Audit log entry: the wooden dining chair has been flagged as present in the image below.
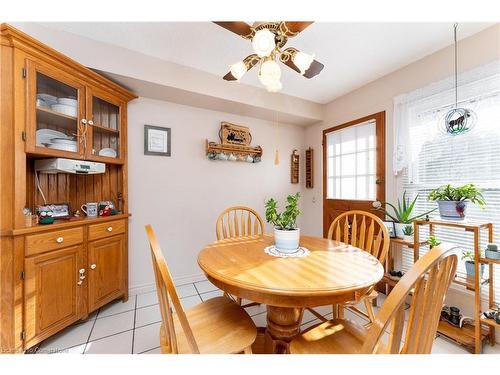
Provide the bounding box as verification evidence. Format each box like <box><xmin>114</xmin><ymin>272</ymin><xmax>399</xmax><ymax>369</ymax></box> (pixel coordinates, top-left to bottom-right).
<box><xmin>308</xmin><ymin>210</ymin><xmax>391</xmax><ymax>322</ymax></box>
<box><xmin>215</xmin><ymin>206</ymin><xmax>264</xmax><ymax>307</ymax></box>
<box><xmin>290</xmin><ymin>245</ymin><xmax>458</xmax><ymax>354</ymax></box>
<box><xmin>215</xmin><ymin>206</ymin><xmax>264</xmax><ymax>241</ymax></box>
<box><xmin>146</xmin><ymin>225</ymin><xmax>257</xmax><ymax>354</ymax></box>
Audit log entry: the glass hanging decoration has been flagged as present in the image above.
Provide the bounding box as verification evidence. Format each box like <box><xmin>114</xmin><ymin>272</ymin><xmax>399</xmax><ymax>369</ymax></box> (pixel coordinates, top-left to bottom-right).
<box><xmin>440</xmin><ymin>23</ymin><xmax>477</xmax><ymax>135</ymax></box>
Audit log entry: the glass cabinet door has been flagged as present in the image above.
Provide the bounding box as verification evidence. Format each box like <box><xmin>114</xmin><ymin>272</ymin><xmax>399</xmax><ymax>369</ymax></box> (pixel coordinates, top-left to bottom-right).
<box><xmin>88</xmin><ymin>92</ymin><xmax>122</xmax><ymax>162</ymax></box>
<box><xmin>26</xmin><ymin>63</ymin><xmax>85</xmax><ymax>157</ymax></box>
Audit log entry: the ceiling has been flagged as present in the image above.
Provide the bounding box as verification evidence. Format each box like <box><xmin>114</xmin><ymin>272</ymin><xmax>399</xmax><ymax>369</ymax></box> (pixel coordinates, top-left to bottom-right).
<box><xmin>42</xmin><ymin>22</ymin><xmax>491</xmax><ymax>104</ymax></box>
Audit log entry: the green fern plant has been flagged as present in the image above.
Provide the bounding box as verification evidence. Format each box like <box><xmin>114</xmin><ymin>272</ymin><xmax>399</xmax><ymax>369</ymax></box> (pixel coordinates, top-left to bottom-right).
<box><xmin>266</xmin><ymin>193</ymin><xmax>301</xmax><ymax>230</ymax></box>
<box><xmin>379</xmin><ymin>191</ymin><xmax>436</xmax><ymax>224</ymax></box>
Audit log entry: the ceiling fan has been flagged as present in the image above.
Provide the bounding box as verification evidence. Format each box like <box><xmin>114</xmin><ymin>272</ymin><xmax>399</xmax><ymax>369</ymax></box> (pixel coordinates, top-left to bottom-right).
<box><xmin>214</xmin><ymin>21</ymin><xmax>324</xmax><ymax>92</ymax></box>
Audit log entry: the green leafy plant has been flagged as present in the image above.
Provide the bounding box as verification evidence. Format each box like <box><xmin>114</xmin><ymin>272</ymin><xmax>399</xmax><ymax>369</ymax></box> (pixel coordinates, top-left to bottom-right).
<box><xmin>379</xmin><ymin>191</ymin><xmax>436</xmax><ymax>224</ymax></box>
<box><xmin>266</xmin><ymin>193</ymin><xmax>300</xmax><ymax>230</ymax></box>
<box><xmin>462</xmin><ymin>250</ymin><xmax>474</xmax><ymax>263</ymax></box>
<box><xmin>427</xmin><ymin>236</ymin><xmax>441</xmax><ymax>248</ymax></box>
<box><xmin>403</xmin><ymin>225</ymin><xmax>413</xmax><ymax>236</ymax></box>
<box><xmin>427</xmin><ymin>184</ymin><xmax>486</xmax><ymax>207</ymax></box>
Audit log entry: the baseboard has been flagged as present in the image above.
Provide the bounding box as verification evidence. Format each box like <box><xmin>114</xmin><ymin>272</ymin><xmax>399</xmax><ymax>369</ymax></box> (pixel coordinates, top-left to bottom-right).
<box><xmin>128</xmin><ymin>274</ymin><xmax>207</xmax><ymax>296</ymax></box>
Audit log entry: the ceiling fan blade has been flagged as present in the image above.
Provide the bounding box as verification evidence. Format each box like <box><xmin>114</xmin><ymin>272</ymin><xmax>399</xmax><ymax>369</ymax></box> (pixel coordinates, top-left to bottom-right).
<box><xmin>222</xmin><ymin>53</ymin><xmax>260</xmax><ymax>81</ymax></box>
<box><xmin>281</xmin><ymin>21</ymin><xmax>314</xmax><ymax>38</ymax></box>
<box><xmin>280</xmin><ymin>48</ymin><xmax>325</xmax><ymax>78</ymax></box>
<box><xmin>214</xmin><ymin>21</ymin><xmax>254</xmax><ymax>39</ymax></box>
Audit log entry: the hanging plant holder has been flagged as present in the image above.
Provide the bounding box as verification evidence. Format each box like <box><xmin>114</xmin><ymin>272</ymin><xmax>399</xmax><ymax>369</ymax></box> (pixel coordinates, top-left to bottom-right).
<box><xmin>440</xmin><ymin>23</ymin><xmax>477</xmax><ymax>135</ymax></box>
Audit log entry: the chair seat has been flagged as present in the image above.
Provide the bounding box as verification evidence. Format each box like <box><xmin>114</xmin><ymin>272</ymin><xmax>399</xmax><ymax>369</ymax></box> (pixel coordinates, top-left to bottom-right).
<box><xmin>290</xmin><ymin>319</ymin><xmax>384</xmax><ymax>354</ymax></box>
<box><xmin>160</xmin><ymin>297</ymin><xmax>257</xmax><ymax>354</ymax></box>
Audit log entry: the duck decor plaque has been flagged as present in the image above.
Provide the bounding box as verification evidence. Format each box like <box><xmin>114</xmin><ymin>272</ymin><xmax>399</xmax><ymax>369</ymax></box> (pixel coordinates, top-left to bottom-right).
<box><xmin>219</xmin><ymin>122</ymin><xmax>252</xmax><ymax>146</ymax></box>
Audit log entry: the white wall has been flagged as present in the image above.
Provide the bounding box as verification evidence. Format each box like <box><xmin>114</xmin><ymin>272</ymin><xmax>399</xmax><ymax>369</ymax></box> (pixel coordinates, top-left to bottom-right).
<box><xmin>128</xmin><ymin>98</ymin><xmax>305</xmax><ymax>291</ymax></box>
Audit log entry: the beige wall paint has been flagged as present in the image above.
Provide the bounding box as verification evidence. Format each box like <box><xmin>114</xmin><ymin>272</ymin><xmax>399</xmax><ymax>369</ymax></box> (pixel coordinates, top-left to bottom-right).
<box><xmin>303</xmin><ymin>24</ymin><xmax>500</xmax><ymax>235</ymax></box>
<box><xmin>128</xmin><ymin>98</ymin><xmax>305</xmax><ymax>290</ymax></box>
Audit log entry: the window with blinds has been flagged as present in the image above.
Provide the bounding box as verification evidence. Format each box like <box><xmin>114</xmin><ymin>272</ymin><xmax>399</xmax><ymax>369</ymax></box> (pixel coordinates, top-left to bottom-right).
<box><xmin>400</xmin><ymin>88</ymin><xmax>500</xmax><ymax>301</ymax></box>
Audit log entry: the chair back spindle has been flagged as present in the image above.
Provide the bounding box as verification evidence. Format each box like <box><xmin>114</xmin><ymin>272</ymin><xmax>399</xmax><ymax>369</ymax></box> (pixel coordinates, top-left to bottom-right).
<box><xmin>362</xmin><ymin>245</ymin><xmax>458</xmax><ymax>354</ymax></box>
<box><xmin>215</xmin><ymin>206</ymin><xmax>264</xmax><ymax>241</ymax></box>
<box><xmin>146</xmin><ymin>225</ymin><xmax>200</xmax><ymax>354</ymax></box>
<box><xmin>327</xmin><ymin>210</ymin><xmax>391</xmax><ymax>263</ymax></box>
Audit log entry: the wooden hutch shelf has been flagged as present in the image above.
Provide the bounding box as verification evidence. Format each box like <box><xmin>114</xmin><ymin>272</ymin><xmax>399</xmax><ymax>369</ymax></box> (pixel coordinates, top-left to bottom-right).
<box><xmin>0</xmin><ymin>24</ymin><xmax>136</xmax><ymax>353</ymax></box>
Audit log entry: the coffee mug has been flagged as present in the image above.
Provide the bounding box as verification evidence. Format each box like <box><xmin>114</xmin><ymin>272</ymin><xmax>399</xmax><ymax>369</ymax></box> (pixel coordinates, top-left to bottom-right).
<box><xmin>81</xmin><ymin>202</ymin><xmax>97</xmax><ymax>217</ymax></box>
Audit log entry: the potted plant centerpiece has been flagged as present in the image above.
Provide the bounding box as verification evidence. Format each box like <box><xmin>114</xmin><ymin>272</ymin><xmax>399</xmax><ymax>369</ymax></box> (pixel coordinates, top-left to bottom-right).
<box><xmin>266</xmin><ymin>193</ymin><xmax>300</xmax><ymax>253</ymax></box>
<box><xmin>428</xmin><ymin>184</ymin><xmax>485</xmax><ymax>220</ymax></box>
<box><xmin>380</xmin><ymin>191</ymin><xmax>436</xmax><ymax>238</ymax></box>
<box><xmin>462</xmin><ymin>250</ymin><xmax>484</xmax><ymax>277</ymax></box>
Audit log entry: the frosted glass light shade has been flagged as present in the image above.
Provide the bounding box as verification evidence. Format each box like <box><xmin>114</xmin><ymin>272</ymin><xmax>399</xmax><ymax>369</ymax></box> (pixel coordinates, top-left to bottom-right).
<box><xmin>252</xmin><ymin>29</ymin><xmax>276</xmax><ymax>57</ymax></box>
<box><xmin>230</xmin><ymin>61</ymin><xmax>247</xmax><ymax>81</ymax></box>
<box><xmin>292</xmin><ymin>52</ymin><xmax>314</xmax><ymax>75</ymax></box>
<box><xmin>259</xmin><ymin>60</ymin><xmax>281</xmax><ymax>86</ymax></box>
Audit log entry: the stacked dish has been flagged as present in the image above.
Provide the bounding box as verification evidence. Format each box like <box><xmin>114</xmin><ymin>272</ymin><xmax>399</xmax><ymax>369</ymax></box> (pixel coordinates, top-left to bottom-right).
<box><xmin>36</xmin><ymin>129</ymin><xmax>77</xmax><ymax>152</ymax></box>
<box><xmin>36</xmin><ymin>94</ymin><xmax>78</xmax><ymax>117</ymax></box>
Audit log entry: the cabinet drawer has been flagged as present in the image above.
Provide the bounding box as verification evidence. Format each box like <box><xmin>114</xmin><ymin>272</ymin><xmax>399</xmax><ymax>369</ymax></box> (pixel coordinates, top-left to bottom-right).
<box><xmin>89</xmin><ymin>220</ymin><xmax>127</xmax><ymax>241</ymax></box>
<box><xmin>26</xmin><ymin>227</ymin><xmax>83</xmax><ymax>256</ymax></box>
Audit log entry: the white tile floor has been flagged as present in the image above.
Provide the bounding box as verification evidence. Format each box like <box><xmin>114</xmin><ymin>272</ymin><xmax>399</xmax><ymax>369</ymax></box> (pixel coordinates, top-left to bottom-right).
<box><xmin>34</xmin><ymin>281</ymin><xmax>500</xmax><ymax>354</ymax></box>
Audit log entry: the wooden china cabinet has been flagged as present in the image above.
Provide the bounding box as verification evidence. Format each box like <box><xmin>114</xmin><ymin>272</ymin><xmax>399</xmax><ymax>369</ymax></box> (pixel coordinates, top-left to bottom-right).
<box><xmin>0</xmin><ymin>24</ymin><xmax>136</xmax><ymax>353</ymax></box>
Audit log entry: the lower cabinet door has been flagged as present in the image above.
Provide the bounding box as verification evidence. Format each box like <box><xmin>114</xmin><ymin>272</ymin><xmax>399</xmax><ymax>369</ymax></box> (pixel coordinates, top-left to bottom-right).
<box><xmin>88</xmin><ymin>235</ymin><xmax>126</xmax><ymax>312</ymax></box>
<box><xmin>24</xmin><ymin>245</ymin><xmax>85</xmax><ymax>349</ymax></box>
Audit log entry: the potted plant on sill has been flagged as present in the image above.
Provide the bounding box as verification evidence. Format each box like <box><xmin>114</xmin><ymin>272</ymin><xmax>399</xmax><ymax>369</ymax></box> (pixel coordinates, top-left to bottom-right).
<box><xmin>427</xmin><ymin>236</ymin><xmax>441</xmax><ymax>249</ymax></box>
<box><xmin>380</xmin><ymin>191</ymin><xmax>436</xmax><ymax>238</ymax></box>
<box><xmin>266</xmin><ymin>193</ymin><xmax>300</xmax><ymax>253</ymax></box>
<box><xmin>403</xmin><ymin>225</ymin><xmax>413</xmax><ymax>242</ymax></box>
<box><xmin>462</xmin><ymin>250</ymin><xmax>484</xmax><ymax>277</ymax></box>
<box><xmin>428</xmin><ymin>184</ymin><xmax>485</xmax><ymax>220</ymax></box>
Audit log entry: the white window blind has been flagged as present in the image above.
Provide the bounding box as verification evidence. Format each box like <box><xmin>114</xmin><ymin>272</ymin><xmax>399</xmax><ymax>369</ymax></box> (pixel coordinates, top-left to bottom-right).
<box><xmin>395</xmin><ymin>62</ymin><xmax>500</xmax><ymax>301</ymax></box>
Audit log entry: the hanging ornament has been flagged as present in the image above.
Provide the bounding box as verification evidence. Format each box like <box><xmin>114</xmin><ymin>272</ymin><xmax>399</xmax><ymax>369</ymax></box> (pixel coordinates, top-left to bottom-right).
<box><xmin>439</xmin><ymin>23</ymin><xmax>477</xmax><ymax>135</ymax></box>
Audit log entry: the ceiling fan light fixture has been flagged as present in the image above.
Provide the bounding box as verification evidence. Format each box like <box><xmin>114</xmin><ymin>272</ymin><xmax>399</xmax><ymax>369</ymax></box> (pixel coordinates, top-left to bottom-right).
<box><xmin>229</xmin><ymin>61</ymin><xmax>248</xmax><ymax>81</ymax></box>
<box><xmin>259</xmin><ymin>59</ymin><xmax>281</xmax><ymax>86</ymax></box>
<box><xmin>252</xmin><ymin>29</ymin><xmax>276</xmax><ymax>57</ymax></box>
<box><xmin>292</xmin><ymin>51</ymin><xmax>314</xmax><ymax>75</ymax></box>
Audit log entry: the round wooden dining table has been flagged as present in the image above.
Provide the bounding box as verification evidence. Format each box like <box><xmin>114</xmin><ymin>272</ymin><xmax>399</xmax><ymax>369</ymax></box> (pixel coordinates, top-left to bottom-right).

--------

## Directions for this task:
Pick out each line of the listing that contains the word "door", and copy those lines.

## Exercise output:
Audit log entry: the glass cabinet door has been flagged as present in the image above.
Audit log entry: the lower cabinet door has been flagged as present in the image above.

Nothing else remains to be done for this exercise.